→ Task item: Report how many lines in the entries below hold the word "window". Your answer is that number alone.

** Data excerpts follows **

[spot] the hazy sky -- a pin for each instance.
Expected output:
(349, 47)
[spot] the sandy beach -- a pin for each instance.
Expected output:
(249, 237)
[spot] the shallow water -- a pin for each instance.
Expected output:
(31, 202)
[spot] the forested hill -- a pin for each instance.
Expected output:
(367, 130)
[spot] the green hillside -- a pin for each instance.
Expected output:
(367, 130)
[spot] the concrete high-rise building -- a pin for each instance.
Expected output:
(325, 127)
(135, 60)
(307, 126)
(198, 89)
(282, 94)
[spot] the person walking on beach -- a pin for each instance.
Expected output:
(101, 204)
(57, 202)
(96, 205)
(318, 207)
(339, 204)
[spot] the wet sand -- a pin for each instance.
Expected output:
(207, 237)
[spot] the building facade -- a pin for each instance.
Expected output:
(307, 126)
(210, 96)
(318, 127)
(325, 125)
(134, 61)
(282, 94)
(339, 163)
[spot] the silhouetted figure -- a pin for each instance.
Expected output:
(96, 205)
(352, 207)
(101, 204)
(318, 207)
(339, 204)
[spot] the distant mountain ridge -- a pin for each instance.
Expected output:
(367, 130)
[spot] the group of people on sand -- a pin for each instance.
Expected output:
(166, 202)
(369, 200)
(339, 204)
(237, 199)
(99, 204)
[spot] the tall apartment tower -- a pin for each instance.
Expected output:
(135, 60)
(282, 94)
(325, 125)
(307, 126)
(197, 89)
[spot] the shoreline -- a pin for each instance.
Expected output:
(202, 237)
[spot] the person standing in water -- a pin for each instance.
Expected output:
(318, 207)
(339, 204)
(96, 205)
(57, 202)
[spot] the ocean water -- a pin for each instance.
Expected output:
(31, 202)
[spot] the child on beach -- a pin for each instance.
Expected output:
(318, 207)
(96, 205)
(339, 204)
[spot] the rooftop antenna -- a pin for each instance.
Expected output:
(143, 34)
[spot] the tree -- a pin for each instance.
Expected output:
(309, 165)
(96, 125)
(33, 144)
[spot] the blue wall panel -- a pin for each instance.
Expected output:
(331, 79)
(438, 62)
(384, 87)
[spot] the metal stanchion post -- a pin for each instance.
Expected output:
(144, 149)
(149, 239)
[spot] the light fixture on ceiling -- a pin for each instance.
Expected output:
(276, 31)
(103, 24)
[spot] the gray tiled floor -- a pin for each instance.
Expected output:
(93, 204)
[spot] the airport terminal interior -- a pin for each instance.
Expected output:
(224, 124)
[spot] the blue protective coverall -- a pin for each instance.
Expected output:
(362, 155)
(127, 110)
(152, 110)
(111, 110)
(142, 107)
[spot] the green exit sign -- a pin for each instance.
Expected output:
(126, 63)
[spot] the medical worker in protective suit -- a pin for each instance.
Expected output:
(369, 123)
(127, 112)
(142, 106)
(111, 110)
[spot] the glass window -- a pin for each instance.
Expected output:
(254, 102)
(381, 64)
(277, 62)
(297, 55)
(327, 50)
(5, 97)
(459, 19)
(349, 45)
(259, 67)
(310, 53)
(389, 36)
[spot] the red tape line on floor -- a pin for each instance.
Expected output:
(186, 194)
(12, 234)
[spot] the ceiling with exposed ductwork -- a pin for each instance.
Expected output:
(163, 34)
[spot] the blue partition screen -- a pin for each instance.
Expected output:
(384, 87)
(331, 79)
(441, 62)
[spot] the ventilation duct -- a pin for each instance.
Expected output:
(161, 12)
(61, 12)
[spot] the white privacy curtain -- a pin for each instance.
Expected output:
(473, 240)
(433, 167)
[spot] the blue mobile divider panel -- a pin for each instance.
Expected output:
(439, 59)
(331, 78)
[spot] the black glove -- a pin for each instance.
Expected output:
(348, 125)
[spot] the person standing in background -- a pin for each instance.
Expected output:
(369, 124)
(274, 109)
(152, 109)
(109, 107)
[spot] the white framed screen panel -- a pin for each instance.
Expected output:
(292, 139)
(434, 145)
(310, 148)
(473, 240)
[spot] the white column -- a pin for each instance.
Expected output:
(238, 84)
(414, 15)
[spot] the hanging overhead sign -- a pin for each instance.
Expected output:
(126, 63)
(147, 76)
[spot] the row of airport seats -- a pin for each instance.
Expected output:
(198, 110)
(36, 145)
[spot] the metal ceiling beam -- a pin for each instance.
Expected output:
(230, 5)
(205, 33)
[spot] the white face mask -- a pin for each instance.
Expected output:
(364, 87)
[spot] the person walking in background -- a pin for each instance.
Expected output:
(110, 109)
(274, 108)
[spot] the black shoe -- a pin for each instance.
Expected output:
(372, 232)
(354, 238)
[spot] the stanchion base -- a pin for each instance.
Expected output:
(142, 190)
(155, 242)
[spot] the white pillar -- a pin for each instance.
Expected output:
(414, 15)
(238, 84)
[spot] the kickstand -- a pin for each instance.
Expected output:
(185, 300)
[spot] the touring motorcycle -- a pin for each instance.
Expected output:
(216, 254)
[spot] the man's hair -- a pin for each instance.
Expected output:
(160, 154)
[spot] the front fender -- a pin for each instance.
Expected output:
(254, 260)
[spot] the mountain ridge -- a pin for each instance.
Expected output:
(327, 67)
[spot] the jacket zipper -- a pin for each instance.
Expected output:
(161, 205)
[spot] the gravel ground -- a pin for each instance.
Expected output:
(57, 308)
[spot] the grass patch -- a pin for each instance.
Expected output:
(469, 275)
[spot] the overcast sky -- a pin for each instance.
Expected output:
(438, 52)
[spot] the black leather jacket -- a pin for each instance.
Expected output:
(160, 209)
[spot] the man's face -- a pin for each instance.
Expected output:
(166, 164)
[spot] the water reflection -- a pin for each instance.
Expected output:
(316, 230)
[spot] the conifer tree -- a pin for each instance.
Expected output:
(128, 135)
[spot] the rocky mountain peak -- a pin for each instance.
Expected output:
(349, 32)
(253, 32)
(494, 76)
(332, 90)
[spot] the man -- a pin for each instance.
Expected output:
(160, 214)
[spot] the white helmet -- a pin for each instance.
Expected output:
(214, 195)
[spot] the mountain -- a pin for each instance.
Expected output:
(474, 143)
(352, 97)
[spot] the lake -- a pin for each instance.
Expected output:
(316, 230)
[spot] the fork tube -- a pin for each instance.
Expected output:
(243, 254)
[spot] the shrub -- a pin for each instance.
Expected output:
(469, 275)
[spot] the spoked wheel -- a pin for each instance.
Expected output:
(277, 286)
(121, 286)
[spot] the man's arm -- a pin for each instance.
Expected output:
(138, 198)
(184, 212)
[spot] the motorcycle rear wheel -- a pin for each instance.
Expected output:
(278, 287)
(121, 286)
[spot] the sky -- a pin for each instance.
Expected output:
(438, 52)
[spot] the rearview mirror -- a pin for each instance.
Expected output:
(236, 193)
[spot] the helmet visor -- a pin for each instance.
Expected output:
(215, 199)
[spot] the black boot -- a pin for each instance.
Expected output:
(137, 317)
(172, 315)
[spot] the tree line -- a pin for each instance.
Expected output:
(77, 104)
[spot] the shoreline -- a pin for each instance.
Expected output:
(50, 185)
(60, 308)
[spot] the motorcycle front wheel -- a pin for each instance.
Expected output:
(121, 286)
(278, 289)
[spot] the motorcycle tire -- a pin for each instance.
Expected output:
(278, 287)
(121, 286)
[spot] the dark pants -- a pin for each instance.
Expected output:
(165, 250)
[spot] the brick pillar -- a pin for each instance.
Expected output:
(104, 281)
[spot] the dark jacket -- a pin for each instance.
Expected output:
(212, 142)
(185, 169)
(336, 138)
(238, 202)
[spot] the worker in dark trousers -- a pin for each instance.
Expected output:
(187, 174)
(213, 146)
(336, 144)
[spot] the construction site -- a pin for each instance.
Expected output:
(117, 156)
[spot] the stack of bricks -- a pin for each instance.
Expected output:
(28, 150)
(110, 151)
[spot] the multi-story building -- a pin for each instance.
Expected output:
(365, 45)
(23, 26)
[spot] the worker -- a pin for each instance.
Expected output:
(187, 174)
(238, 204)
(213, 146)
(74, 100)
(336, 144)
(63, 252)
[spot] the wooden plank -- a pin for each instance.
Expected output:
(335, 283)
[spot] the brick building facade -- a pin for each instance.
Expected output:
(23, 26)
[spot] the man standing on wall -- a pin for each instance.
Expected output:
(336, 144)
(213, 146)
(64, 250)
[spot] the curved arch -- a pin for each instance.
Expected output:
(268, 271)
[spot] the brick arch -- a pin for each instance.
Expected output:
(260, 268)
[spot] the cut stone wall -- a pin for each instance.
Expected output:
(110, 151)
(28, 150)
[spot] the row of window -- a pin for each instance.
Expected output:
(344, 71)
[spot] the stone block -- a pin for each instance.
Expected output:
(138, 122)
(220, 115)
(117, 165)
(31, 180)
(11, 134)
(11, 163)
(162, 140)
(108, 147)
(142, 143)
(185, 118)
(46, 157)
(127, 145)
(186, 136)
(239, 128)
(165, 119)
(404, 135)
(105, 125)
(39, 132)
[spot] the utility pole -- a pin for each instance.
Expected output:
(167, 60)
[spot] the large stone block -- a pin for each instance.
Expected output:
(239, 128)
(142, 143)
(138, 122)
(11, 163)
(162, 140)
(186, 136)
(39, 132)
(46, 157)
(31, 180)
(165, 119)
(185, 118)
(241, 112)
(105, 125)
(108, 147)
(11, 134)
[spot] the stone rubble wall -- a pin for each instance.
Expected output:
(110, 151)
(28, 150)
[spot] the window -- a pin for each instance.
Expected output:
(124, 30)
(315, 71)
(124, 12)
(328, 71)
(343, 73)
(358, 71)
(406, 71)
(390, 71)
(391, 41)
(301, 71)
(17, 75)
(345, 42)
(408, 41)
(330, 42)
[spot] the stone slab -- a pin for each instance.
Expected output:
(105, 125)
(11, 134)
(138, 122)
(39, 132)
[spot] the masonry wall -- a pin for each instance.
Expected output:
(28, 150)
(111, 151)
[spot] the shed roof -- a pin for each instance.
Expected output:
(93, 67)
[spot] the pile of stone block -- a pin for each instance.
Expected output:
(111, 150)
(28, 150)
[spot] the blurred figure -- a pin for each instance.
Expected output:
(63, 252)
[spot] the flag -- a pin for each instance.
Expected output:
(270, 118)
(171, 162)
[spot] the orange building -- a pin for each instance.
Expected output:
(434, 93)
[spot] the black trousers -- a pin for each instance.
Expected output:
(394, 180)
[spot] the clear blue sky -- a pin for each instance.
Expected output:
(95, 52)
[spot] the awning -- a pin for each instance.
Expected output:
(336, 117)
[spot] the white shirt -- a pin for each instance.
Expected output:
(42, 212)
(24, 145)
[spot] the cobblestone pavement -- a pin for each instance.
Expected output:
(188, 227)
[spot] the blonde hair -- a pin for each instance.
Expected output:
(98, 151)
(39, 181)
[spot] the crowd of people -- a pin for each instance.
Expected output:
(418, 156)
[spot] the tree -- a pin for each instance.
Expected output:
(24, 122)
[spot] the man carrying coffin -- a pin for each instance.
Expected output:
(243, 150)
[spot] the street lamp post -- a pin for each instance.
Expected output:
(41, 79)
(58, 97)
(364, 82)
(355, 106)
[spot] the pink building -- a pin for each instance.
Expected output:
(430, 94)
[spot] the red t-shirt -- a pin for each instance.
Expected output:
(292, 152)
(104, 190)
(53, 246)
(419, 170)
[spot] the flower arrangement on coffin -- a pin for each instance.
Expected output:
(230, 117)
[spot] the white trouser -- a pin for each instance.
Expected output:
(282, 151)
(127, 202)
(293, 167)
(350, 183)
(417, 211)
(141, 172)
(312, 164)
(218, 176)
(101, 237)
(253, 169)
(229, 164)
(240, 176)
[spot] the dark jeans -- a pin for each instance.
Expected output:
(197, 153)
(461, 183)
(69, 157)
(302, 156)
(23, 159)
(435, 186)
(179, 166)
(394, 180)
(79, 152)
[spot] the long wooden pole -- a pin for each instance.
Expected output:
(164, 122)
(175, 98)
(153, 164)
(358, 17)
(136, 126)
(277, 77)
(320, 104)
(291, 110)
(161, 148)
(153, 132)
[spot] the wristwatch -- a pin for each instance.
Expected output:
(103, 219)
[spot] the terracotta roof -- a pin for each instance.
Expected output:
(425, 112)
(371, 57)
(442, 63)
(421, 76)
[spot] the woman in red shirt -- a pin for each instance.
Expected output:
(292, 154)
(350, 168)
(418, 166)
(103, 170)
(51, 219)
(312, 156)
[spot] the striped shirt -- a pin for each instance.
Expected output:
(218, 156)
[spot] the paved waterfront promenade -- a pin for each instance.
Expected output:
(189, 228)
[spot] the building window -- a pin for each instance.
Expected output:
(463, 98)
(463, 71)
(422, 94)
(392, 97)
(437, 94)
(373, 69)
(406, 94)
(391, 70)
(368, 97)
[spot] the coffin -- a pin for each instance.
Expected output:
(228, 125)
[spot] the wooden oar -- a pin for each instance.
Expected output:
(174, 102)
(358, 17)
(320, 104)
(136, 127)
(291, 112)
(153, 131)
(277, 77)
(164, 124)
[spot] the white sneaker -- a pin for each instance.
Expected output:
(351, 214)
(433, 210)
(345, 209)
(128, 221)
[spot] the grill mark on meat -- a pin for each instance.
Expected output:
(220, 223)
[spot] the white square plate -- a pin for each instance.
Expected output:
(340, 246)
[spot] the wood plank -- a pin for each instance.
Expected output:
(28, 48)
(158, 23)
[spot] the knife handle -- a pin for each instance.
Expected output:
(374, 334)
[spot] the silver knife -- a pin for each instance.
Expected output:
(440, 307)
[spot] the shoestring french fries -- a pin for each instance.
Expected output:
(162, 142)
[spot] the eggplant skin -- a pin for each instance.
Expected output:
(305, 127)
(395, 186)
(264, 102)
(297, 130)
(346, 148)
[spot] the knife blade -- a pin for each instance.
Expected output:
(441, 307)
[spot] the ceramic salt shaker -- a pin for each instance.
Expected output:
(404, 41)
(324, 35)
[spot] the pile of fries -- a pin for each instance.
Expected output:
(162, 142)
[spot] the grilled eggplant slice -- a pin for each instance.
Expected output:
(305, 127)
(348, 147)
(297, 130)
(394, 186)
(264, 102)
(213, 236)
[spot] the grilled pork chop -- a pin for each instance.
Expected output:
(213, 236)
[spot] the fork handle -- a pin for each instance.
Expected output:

** End of Data excerpts **

→ Exercise result: 4